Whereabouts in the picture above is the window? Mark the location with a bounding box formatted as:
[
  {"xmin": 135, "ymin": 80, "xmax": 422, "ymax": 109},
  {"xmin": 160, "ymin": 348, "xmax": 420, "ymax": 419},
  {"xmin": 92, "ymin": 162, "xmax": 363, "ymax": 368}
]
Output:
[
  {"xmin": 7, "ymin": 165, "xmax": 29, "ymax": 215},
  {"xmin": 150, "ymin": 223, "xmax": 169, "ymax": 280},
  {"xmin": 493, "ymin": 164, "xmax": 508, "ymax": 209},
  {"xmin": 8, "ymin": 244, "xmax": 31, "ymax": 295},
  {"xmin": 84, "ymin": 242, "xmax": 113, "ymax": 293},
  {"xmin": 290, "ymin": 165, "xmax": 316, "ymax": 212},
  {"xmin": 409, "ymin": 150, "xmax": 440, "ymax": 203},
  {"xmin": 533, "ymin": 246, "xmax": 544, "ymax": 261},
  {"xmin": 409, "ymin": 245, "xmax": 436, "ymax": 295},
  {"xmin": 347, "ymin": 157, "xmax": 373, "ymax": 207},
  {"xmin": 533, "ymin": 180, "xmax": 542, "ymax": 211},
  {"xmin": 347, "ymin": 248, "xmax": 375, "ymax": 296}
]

++++++

#### PROBLEM TO SOLVE:
Copy all of the data above, requests included, and shift every box coordinate in the answers up by 93. Leave the numbers in the requests and their sample formats unchanged.

#### RESULT OF THIS TASK:
Whereabouts in the picture above is the window? Mark the location with a bounding box formatted as:
[
  {"xmin": 135, "ymin": 80, "xmax": 422, "ymax": 109},
  {"xmin": 160, "ymin": 348, "xmax": 420, "ymax": 419},
  {"xmin": 92, "ymin": 162, "xmax": 363, "ymax": 368}
]
Output:
[
  {"xmin": 100, "ymin": 258, "xmax": 122, "ymax": 308},
  {"xmin": 243, "ymin": 316, "xmax": 262, "ymax": 373},
  {"xmin": 586, "ymin": 257, "xmax": 601, "ymax": 302},
  {"xmin": 101, "ymin": 337, "xmax": 124, "ymax": 388},
  {"xmin": 177, "ymin": 335, "xmax": 206, "ymax": 386},
  {"xmin": 383, "ymin": 258, "xmax": 409, "ymax": 305},
  {"xmin": 502, "ymin": 243, "xmax": 533, "ymax": 296},
  {"xmin": 626, "ymin": 339, "xmax": 637, "ymax": 354},
  {"xmin": 502, "ymin": 338, "xmax": 529, "ymax": 388},
  {"xmin": 440, "ymin": 250, "xmax": 466, "ymax": 300},
  {"xmin": 626, "ymin": 273, "xmax": 635, "ymax": 304},
  {"xmin": 440, "ymin": 341, "xmax": 468, "ymax": 389}
]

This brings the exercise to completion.